> [TASKS TO CARRY OUT]
1. In the farm blog, rename "wool" as "yarn" throughout the part that opens with the words containing "Selling wool" and closes with "pricing or advertising.", and give that part again.
2. Please give what follows the last sentence of the farm blog.

Friday, August 31, 2012

Too Many Melons - Sunday of the Month

This summer has been one of the warmest in my memory, and unlike the rest of the Midwest, in this part of Minnesota we’ve had enough rain. Our garden has grown enthusiastically as a result. We’ve harvested one or two succulent ears off of every corn plant. The cabbage and broccoli have grown faster than the cabbage worms. The carrots are fat and orange.

The warmth this summer has given our melons a boost and they win first prize for productivity and taste. Dave planted two varieties of watermelon and three of cantaloupe and when we are patient enough to wait until they are completely ripe, the melons are magnificent. Most summers, about the time we figure out what a ripe cantaloupe looks like, we’ve eaten them all – green.

This year we have enough melons for our learning curve to flatten out. The cantaloupe are ripe when the background color behind the netting is a warm beige, not a light green. The watermelon are ripe when there is a small yellow spot on the bottom of the fruit and when the little twisty vines at the stem end of the fruit are dry.

We serve the watermelon plain, with mint and feta cheese, and with tomatoes.
When Dave cuts into a ripe melon, the scent fills the room and my mouth begins to water. Today we had one cantaloupe for breakfast and two different cantaloupe and a watermelon for lunch. Tonight we had cantaloupe shakes for dessert. On the off chance that we can’t eat or give away the melons fast enough, I freeze cantaloupe for shakes later in the year. There is no such thing as too much melon.

Cantaloupe Shakes

1 medium ripe cantaloupe, diced – about 5 cups
2 T lemon juice
2 T sugar
¾ c milk
1 pint vanilla ice cream

Blend cantaloupe, lemon juice, sugar and milk until smooth. Add ice cream. Blend again. Serve with a long handled spoon. Serves 4.

Thursday, August 23, 2012

Selling wool

Sales are not my forté. I sell lambs with reluctance. I have a web page that is slowly bringing in new wool customers, but I sell most of my wool to people who come to my house for two fiber days a year. I’m not very good at pricing or advertising.

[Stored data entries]

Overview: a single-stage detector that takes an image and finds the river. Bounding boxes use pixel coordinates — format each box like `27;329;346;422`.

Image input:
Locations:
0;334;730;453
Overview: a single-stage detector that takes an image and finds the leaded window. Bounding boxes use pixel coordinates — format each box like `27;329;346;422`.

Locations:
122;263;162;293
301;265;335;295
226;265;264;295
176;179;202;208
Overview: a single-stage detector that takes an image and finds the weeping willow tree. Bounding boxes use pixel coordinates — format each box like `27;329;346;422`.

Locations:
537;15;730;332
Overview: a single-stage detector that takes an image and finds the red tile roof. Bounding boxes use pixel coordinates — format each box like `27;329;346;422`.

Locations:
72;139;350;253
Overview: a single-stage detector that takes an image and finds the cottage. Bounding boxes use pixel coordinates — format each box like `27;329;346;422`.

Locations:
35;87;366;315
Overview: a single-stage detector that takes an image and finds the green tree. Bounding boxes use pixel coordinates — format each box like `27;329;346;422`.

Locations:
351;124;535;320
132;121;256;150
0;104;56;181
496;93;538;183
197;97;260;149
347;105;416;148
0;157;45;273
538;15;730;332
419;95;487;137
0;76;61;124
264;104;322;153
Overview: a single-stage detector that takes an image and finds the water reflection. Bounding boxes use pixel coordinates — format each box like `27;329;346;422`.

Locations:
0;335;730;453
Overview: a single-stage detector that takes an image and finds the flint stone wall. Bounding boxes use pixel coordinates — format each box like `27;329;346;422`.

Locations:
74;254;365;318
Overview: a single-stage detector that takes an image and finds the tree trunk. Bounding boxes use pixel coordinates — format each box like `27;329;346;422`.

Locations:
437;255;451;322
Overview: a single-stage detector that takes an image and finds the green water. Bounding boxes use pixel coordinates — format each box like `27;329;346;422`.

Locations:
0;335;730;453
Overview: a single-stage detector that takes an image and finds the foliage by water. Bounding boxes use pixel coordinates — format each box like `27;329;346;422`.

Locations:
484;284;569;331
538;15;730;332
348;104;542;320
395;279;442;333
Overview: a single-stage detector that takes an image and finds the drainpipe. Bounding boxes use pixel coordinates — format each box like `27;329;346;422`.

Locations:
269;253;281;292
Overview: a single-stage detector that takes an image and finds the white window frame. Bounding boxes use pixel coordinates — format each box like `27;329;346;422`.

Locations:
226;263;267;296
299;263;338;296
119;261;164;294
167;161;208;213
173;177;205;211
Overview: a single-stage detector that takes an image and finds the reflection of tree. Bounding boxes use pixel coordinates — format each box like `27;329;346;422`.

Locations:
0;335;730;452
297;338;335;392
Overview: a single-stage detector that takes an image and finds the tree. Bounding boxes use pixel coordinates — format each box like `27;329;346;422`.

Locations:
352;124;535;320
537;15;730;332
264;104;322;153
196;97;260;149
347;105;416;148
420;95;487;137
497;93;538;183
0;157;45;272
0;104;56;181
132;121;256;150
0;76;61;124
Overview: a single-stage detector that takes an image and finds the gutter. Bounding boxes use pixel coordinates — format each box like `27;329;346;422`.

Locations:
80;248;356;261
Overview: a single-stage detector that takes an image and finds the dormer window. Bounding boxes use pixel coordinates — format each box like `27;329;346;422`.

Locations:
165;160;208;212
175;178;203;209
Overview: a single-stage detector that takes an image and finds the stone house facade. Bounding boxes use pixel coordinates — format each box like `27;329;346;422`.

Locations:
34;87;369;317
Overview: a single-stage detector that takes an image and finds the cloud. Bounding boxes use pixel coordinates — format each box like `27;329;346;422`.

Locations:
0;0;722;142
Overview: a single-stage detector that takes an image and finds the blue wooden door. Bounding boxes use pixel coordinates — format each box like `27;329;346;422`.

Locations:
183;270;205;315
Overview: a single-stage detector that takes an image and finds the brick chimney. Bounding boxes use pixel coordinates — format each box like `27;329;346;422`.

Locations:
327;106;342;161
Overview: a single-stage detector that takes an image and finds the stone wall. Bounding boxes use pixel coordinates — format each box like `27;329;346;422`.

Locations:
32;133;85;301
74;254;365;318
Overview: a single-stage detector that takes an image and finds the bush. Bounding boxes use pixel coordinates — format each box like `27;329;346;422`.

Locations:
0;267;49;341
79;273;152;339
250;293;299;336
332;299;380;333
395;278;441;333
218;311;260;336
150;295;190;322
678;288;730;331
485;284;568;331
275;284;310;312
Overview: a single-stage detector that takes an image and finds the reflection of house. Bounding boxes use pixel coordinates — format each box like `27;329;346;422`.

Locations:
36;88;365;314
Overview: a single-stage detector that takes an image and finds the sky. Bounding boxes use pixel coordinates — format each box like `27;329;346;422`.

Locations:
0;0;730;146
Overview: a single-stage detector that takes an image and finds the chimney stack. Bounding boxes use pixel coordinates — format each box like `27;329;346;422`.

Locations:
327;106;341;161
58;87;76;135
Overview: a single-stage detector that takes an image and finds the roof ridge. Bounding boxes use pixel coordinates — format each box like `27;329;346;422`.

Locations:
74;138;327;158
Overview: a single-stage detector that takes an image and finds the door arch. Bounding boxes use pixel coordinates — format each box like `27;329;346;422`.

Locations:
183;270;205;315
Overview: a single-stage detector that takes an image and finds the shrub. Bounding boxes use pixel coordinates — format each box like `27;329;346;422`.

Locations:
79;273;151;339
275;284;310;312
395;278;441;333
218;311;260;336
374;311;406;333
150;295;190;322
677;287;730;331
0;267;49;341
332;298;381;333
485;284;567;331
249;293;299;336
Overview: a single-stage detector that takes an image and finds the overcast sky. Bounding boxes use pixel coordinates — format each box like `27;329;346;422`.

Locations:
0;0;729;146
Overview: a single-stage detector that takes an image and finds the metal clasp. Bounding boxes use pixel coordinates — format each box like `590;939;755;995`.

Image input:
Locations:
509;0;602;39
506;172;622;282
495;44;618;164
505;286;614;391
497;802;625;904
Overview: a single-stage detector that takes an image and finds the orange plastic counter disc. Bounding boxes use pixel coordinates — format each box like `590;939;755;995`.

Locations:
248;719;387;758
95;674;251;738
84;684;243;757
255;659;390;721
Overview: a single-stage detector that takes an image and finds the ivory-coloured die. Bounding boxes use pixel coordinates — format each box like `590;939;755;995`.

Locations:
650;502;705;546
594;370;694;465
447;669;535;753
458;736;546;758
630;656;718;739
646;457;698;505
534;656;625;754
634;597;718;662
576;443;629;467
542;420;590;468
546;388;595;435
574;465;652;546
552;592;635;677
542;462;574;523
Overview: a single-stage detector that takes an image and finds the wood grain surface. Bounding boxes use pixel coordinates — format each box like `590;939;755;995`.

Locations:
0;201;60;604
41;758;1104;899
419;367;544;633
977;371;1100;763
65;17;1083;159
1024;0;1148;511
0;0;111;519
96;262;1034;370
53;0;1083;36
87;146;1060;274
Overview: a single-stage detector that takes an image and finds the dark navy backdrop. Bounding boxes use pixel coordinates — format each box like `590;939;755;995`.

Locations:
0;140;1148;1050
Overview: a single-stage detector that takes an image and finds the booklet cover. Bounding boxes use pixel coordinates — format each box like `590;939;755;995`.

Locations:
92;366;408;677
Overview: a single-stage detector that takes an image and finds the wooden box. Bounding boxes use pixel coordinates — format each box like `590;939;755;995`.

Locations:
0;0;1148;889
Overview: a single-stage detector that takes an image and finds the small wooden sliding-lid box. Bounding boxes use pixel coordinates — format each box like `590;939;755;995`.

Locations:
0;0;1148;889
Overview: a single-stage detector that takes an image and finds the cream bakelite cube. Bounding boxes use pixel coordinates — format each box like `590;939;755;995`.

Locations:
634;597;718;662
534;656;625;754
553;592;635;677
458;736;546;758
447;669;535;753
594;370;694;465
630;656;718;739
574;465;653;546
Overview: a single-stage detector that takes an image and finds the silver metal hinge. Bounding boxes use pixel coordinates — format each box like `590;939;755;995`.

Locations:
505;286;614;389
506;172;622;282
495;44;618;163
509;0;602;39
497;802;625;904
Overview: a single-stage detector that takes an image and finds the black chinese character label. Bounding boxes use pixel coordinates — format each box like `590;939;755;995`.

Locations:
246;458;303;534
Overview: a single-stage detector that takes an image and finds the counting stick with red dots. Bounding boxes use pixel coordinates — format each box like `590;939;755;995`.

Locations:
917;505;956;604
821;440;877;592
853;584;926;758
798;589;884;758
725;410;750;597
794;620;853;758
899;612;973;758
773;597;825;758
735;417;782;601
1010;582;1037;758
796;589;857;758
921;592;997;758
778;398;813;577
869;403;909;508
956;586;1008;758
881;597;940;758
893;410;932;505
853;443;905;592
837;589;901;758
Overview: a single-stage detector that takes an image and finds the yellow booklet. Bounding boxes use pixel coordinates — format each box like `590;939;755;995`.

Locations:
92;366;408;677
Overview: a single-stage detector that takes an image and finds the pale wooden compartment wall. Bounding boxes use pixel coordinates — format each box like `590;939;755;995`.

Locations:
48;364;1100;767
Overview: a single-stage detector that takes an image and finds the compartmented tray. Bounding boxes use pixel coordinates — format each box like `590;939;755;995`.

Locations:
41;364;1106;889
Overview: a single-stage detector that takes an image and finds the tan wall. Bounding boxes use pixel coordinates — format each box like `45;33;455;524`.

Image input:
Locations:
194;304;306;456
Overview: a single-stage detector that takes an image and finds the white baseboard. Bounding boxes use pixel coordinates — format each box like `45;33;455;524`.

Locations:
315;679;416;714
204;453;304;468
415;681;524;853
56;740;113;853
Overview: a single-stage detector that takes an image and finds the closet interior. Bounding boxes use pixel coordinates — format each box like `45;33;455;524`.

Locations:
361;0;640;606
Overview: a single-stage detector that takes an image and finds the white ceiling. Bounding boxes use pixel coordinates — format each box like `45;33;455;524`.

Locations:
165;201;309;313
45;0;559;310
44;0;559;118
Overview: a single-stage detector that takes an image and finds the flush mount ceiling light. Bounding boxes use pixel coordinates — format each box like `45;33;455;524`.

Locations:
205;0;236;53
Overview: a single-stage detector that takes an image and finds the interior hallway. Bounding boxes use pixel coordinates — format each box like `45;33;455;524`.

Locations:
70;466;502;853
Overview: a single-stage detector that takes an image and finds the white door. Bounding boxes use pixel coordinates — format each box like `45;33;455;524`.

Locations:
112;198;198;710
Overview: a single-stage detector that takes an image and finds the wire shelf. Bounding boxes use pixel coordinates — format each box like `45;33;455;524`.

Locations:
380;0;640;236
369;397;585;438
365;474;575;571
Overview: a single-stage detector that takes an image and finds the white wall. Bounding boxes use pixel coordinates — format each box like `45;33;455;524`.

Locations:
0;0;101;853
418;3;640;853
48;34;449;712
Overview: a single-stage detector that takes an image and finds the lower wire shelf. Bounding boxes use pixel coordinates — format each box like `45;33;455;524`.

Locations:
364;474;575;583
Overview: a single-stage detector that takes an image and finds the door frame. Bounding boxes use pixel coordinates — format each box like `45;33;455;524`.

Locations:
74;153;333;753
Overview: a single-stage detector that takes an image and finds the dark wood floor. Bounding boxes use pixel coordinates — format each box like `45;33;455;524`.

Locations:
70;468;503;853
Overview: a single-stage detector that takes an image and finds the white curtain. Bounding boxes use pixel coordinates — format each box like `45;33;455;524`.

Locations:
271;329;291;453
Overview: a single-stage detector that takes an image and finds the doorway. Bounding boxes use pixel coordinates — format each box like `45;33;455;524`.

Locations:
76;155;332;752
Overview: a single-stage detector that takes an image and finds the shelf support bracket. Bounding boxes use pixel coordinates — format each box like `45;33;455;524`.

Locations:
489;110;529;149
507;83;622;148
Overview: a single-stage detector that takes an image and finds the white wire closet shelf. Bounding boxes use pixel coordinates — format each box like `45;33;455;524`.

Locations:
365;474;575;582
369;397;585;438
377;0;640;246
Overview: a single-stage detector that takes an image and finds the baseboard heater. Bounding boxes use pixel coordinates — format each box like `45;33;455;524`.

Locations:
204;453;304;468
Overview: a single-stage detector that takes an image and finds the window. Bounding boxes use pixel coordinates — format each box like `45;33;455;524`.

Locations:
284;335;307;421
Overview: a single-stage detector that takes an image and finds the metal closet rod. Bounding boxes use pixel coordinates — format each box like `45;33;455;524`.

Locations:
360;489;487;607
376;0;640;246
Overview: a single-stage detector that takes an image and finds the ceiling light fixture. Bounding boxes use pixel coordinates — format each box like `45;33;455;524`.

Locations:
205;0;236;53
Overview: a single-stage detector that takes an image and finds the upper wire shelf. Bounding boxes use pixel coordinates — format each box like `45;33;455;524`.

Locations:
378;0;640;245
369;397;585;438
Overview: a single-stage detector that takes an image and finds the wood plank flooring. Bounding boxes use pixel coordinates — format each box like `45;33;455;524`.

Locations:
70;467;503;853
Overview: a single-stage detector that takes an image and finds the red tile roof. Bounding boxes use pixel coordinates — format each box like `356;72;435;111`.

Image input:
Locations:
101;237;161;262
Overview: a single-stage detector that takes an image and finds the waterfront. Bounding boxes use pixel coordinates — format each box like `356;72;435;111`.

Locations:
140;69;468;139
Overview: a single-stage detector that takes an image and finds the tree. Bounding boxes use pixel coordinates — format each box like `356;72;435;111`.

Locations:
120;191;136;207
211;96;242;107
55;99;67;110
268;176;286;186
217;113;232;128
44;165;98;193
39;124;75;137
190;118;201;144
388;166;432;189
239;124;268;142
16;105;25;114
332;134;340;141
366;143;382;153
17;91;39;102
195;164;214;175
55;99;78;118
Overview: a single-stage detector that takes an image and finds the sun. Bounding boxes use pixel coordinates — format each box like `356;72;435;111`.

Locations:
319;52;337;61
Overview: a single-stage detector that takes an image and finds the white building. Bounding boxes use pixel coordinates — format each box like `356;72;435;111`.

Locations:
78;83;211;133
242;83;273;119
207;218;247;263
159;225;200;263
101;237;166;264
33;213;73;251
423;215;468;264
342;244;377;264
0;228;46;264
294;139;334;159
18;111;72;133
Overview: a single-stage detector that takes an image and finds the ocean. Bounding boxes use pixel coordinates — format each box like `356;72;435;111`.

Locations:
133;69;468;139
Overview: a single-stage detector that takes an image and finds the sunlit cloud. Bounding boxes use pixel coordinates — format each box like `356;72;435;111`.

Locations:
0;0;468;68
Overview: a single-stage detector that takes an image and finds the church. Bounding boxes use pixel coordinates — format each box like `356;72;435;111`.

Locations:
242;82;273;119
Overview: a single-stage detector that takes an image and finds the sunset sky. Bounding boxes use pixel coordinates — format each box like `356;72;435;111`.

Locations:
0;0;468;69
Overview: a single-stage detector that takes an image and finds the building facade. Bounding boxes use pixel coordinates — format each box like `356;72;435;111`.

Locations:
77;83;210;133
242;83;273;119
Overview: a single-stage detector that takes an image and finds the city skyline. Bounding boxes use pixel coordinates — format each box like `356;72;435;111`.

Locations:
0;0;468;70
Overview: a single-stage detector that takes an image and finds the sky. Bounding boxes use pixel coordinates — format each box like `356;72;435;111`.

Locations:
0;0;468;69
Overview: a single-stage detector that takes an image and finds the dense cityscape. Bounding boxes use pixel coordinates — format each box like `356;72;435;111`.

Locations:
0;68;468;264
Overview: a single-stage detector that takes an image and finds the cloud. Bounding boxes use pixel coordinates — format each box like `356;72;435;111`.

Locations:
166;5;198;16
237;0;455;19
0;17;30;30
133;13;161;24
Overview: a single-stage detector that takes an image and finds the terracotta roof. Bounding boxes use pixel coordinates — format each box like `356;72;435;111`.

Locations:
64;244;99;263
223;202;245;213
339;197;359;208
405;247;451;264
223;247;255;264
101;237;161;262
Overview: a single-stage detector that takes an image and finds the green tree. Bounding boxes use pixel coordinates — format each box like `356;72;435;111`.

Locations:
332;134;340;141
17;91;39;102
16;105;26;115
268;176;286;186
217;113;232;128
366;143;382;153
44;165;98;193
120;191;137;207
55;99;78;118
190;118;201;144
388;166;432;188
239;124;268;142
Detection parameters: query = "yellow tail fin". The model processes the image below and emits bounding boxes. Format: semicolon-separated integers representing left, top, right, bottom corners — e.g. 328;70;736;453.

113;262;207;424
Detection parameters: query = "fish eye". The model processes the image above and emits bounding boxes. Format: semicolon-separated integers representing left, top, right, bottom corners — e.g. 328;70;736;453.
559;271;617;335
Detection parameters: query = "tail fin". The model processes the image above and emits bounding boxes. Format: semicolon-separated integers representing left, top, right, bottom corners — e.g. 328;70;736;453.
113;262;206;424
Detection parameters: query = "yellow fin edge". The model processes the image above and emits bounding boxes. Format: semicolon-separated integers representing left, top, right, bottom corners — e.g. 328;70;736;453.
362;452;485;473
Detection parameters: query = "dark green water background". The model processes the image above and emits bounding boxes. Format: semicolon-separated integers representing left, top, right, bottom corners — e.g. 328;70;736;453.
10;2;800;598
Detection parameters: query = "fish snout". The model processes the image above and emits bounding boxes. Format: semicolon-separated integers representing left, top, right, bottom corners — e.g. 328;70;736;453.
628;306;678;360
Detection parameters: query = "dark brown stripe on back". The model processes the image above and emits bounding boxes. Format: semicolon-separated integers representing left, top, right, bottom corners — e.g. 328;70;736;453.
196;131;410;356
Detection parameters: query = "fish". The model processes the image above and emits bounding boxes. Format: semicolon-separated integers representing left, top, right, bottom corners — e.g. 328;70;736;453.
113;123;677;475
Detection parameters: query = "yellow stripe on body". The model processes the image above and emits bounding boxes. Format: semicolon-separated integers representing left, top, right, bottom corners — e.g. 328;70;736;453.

> [EXERCISE RESULTS]
1.
Selling yarn

Sales are not my forté. I sell lambs with reluctance. I have a web page that is slowly bringing in new yarn customers, but I sell most of my yarn to people who come to my house for two fiber days a year. I’m not very good at pricing or advertising.

2.
Last year I joined the Mercantile on Main, a limited liability partnership, because it sounded like a good way to sell my yarn, my roving, and my books. Each of the members has different strengths – some keep the records, others work on advertising. A few are great at display, while others work on legal documents. Somehow it all works and it has been so much fun!

A year after we first opened our shop in an old gas station, eighteen women and one man signed their names to a deed of sale and bought the old municipal liquor store in Pelican Rapids, Minnesota. We renovated the building – ripped down interior walls and floors, replaced ceiling and plumbing, added a window, and then filled the space to bursting with interesting things.

The Mercantile on Main sells all kinds of items just like an old-fashioned mercantile. We have Asian groceries, antiques, fabric and sewing supplies, collectibles, hand made jewelry, silver jewelry, hand made clothing and toys, art and art supplies, crafts, farm raised beef and poultry, Tervis Tumblers™, soaps, candles, cookbooks, wool roving, yarn, and knitting supplies, as well as my books.

The hard part about being a partner at the Mercantile on Main is that I have to work at the store two to three days a month, just like every other partner. The great part is that I sell my books, yarn, and roving year round. The best part is that I have gotten to know an incredible group of people who encourage each other. With their help, I’m getting better at pricing and beginning to enjoy selling.